*** Opening of Study material ***

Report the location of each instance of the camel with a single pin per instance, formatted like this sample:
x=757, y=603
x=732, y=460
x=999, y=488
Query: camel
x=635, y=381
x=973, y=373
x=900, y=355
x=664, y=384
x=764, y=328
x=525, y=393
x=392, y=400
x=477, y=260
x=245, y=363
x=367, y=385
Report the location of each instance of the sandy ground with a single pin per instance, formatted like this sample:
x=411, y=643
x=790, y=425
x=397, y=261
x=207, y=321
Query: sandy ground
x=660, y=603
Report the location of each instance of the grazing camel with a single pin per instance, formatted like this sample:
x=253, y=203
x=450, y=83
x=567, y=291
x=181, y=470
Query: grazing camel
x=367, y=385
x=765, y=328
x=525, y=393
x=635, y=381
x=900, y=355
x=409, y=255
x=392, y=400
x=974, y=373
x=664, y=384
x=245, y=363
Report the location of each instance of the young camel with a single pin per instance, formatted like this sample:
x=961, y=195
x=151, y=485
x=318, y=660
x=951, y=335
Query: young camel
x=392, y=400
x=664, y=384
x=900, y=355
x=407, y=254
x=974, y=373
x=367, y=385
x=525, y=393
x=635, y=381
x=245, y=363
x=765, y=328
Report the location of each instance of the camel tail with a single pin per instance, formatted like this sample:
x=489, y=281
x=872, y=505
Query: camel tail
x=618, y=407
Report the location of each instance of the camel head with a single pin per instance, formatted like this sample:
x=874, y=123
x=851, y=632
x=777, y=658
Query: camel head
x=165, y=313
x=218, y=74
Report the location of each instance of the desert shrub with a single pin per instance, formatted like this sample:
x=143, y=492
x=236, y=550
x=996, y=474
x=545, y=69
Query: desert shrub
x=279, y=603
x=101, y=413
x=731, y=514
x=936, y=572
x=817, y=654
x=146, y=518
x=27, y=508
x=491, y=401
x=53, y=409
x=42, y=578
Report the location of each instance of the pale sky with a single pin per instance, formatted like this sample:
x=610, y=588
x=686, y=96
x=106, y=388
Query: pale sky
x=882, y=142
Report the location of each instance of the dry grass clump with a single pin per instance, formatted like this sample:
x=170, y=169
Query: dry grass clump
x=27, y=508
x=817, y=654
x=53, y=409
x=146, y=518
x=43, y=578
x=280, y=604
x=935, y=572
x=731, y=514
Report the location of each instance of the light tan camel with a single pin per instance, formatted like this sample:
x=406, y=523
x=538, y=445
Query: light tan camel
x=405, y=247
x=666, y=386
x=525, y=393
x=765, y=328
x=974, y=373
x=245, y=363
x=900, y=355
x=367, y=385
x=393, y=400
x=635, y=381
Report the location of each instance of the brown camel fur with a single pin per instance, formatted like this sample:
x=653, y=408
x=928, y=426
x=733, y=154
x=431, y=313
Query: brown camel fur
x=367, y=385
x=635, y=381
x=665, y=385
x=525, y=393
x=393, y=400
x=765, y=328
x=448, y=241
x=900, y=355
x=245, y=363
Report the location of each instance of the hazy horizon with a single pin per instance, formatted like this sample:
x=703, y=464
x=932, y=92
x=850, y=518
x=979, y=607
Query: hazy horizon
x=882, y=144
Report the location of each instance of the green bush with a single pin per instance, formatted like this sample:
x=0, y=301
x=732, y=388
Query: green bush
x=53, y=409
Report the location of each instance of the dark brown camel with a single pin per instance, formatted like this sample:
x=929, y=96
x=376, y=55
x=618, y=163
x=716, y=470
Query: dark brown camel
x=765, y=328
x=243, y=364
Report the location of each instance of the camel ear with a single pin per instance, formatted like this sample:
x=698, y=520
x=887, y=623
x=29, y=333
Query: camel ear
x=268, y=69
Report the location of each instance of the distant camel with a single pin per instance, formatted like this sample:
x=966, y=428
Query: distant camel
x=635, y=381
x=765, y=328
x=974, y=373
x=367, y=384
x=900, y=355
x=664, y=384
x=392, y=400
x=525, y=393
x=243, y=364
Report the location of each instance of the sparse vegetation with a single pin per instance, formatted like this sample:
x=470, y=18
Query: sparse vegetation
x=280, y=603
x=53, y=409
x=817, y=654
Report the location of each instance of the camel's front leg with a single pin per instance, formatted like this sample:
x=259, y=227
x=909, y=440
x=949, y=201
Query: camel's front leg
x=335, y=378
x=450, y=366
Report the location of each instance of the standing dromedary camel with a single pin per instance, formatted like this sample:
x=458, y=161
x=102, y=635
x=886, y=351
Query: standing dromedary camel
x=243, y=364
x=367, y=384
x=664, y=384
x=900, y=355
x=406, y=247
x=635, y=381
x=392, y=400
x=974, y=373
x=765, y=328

*** Close of Study material ***

All of the data above needs to be set down again exactly. Include every line.

» Expected output
Report the location of each instance of the camel with a single pin per instance, formatted like this sample:
x=757, y=603
x=732, y=460
x=999, y=488
Query: camel
x=635, y=381
x=973, y=373
x=900, y=355
x=664, y=384
x=764, y=328
x=525, y=393
x=392, y=400
x=477, y=260
x=245, y=363
x=367, y=385
Report the location of each instance of the sandy ground with a single pin per instance, formatted like this sample:
x=411, y=643
x=790, y=425
x=397, y=261
x=207, y=321
Query: sandy ground
x=660, y=603
Report the location of each instance of the grazing camel with a single pin per instance, formatted like this sample:
x=253, y=203
x=450, y=83
x=567, y=291
x=181, y=470
Query: grazing camel
x=367, y=385
x=765, y=328
x=525, y=393
x=635, y=381
x=900, y=355
x=409, y=255
x=392, y=400
x=974, y=373
x=664, y=384
x=245, y=363
Report the location of each instance of the young camel with a single pin per instance, formatted like this sample:
x=961, y=195
x=151, y=485
x=318, y=660
x=951, y=335
Query: young camel
x=392, y=400
x=664, y=384
x=900, y=355
x=407, y=254
x=974, y=373
x=367, y=385
x=525, y=393
x=635, y=381
x=245, y=363
x=765, y=328
Report the location of each instance of the camel tail with a single pin per instance, formatted like this sample:
x=489, y=281
x=872, y=505
Query: camel tail
x=618, y=407
Report the location of each instance of the camel head with a single pin per instance, formatted like this sample:
x=874, y=123
x=851, y=632
x=777, y=658
Query: camel head
x=165, y=313
x=218, y=74
Report the location of each instance of the desert shrub with a single pin per instance, formatted like this sample:
x=143, y=492
x=236, y=550
x=996, y=474
x=545, y=69
Query: desert shrub
x=279, y=603
x=101, y=413
x=731, y=514
x=936, y=572
x=817, y=654
x=146, y=518
x=27, y=508
x=491, y=401
x=53, y=409
x=42, y=578
Report the location of each instance of the pale sky with a single pin per instance, formatted like this sample:
x=610, y=588
x=686, y=96
x=106, y=388
Query: pale sky
x=882, y=142
Report the location of each instance of the dry grass clump with a single pin per instance, formatted like this sample:
x=170, y=169
Query: dry grass clump
x=27, y=508
x=817, y=654
x=53, y=409
x=146, y=518
x=43, y=578
x=280, y=604
x=935, y=572
x=731, y=514
Report the location of each instance of the light tan camel with a single pin per instance, formatted like this sample:
x=406, y=523
x=538, y=445
Query: light tan camel
x=405, y=247
x=666, y=386
x=525, y=393
x=765, y=328
x=974, y=373
x=245, y=363
x=900, y=355
x=367, y=385
x=393, y=400
x=635, y=381
Report the location of each instance of the brown camel fur with a single pin per instance, formatted like this sample:
x=653, y=408
x=928, y=426
x=733, y=154
x=431, y=313
Query: brown camel fur
x=367, y=385
x=635, y=381
x=665, y=385
x=525, y=393
x=393, y=400
x=765, y=328
x=448, y=241
x=900, y=355
x=245, y=363
Report the location of each instance of the hazy horizon with a single pin per instance, formatted like this sample:
x=703, y=464
x=932, y=92
x=850, y=518
x=979, y=607
Query: hazy horizon
x=882, y=144
Report the location of each instance of the green bush with a single pin per instance, formatted like this sample:
x=0, y=301
x=732, y=388
Query: green bush
x=53, y=409
Report the location of each instance of the dark brown camel with a single pin per instance, formatted like this sample:
x=929, y=96
x=376, y=55
x=618, y=163
x=716, y=470
Query: dark brown camel
x=765, y=328
x=243, y=364
Report the location of each instance of the camel ear with a single pin per instance, formatted like this sample:
x=698, y=520
x=887, y=623
x=29, y=333
Query: camel ear
x=268, y=69
Report the location of each instance of the distant camel with a single pin per instance, formatted like this sample:
x=966, y=428
Query: distant camel
x=635, y=381
x=765, y=328
x=974, y=373
x=367, y=384
x=900, y=355
x=664, y=384
x=392, y=400
x=525, y=393
x=243, y=364
Report the location of each instance of the sparse vegetation with a single pin per instance, formatted like this sample:
x=470, y=18
Query: sparse vegetation
x=280, y=603
x=53, y=409
x=817, y=654
Report the location of each instance of the camel's front leg with a single pin per instance, formatted like this sample:
x=259, y=227
x=909, y=440
x=949, y=201
Query: camel's front leg
x=335, y=378
x=450, y=366
Report the location of each instance of the standing dromedary camel with a single pin per instance, formatted like this sample:
x=458, y=161
x=102, y=635
x=886, y=351
Query: standing dromedary camel
x=243, y=364
x=367, y=384
x=664, y=384
x=900, y=355
x=406, y=247
x=635, y=381
x=392, y=400
x=974, y=373
x=765, y=328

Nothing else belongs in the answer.